** BEGIN DATASET EXCERPTS **
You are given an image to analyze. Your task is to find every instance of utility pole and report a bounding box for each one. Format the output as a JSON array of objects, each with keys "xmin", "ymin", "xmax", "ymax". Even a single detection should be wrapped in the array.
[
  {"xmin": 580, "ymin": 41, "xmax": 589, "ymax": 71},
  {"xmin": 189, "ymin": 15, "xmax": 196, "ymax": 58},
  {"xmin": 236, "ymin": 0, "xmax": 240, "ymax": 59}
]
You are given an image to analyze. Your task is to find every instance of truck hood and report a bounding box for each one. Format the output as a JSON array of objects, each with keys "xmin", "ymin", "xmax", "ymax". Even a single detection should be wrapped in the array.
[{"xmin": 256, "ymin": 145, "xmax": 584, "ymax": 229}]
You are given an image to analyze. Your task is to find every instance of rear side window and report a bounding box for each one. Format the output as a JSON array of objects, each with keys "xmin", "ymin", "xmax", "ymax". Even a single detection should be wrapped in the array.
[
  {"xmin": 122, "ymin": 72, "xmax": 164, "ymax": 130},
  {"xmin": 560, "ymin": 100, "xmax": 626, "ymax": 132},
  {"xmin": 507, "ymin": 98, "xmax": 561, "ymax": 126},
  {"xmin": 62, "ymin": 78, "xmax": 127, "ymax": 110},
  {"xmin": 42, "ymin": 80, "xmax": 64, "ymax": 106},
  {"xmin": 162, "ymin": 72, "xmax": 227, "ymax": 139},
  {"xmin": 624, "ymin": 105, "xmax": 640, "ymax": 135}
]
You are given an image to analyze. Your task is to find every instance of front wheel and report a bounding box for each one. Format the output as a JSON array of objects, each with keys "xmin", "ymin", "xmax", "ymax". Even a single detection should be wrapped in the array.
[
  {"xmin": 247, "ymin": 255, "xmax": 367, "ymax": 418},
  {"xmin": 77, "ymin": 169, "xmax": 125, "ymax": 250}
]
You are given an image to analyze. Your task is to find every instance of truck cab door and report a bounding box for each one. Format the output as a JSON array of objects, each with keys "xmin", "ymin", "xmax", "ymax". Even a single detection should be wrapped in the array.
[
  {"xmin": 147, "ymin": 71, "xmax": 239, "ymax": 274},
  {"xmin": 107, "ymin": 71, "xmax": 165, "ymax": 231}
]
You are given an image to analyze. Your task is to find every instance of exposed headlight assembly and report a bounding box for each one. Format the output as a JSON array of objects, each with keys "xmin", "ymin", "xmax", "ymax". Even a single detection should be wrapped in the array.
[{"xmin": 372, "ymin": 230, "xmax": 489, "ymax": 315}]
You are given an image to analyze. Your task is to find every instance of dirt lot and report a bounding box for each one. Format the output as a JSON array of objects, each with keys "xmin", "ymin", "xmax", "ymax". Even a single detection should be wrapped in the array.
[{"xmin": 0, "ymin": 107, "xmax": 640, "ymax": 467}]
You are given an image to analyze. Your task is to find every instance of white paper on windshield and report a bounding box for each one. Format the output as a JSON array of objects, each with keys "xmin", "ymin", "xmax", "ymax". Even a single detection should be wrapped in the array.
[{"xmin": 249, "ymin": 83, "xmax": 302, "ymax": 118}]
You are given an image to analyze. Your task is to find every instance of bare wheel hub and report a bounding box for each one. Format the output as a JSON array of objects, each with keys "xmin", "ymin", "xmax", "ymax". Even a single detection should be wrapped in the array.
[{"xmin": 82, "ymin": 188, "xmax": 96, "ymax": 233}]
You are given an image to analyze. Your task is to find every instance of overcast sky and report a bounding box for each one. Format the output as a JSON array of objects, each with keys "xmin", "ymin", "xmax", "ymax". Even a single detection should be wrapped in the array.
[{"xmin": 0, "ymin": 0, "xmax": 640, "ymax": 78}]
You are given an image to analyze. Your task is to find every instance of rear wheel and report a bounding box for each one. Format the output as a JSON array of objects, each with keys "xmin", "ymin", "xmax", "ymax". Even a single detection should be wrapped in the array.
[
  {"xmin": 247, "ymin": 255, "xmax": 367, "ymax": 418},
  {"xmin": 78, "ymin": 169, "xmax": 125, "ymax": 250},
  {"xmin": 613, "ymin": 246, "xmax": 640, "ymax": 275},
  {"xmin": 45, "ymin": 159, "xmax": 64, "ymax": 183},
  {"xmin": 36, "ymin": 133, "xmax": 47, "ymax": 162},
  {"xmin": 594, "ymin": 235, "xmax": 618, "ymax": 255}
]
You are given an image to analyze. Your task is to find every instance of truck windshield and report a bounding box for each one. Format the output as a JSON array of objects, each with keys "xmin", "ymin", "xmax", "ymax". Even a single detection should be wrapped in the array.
** END DATASET EXCERPTS **
→ WRITTEN INSTRUCTION
Put all of the material above into a numbered list, leaving out any blank lines.

→ RESULT FOR THIS TASK
1. You are given an image to analyze. Your task is to find every instance of utility pole and report a bounding box for each one. Format the output as a JSON array of objects, each with keys "xmin", "ymin", "xmax", "ymax". Even a single detection should be wrapped in the array.
2. [
3.   {"xmin": 580, "ymin": 41, "xmax": 589, "ymax": 71},
4.   {"xmin": 189, "ymin": 15, "xmax": 196, "ymax": 58},
5.   {"xmin": 236, "ymin": 0, "xmax": 240, "ymax": 59}
6. ]
7. You are given an image to analyze. Your task is to find every instance of truck hood and report a bounding box for each one. Format the output as a JSON array of objects, each with keys "xmin", "ymin", "xmax", "ymax". Even a single detection should be wrapped in the array.
8. [{"xmin": 256, "ymin": 145, "xmax": 584, "ymax": 229}]
9. You are given an image to analyze. Your task is to find every instance of rear side window and report a bounding box for each one. Format the output as a JSON array of objects, each with keys "xmin", "ymin", "xmax", "ymax". Even a single detection should be wrapped in the array.
10. [
11.   {"xmin": 122, "ymin": 72, "xmax": 164, "ymax": 130},
12.   {"xmin": 560, "ymin": 100, "xmax": 626, "ymax": 132},
13.   {"xmin": 507, "ymin": 98, "xmax": 561, "ymax": 126},
14.   {"xmin": 62, "ymin": 78, "xmax": 127, "ymax": 110},
15.   {"xmin": 42, "ymin": 80, "xmax": 64, "ymax": 106},
16.   {"xmin": 162, "ymin": 72, "xmax": 227, "ymax": 139},
17.   {"xmin": 624, "ymin": 105, "xmax": 640, "ymax": 135}
18. ]
19. You are given an image to analyze. Your task is to find every instance of front wheel and report a bounding box for each one. Format the output as a JSON array of objects, each with keys "xmin", "ymin", "xmax", "ymax". Even a single detection should be wrapped in the array.
20. [
21.   {"xmin": 247, "ymin": 255, "xmax": 367, "ymax": 418},
22.   {"xmin": 77, "ymin": 169, "xmax": 125, "ymax": 250}
23. ]
24. You are given an image to analyze. Your task is to find every instance of truck cab door and report a bounding box for each one. Format the output as a JSON array of objects, each with keys "xmin", "ymin", "xmax", "ymax". Even a single detection should be wrapped in the array.
25. [
26.   {"xmin": 147, "ymin": 71, "xmax": 239, "ymax": 274},
27.   {"xmin": 107, "ymin": 71, "xmax": 165, "ymax": 231}
28. ]
29. You are given an image to analyze. Your task is to find every instance of exposed headlight assembly and report a bounding box for each one. Format the output as a JSON array of objects, each with keys "xmin", "ymin", "xmax", "ymax". Even a single detection should be wrapped in the array.
30. [{"xmin": 372, "ymin": 230, "xmax": 489, "ymax": 315}]
31. You are given an image to analyze. Your task is to find every instance of dirt lot and report a bounding box for each one. Format the output as a JSON array of objects, each with keys "xmin", "ymin", "xmax", "ymax". Even a single detection should be wrapped in the array.
32. [{"xmin": 0, "ymin": 107, "xmax": 640, "ymax": 467}]
33. You are given an image to analyze. Your task is to find every instance of white paper on windshield and report a bounding box for each one. Format the output as a JSON array of objects, each with keys "xmin", "ymin", "xmax", "ymax". Even a single detection should be wrapped in the array.
34. [{"xmin": 249, "ymin": 83, "xmax": 302, "ymax": 118}]
35. You are given an image to analyze. Your task is to find every instance of bare wheel hub and report a bounding box for each one. Format the output as a JSON array of objects, each with keys "xmin", "ymin", "xmax", "ymax". Even a single detection should be wrapped in the array.
36. [{"xmin": 82, "ymin": 188, "xmax": 96, "ymax": 233}]
37. You are given an image to analyze. Your task is to find every instance of overcast sky and report a bounding box for each one. Format the output as a JSON array of objects, each with keys "xmin", "ymin", "xmax", "ymax". Even a single detection should be wrapped in the array.
38. [{"xmin": 0, "ymin": 0, "xmax": 640, "ymax": 78}]
39. You are given an image to analyze. Your task is to find every instance of rear wheel and report a bounding box for each one. Format the output as a JSON array of objects, each with keys "xmin", "ymin", "xmax", "ymax". Even a single detection should be wrapped in the array.
40. [
41.   {"xmin": 247, "ymin": 255, "xmax": 367, "ymax": 418},
42.   {"xmin": 78, "ymin": 169, "xmax": 125, "ymax": 250},
43.   {"xmin": 613, "ymin": 246, "xmax": 640, "ymax": 275},
44.   {"xmin": 45, "ymin": 159, "xmax": 64, "ymax": 183},
45.   {"xmin": 36, "ymin": 133, "xmax": 47, "ymax": 162},
46.   {"xmin": 594, "ymin": 235, "xmax": 618, "ymax": 255}
47. ]
48. You are given an image to analyze. Your task is to find every instance of truck windshield and report a bounding box for each one. Format the output as a JSON array of objects, each with keys "xmin", "ymin", "xmax", "ymax". Even a single detection should be wrapped in the array.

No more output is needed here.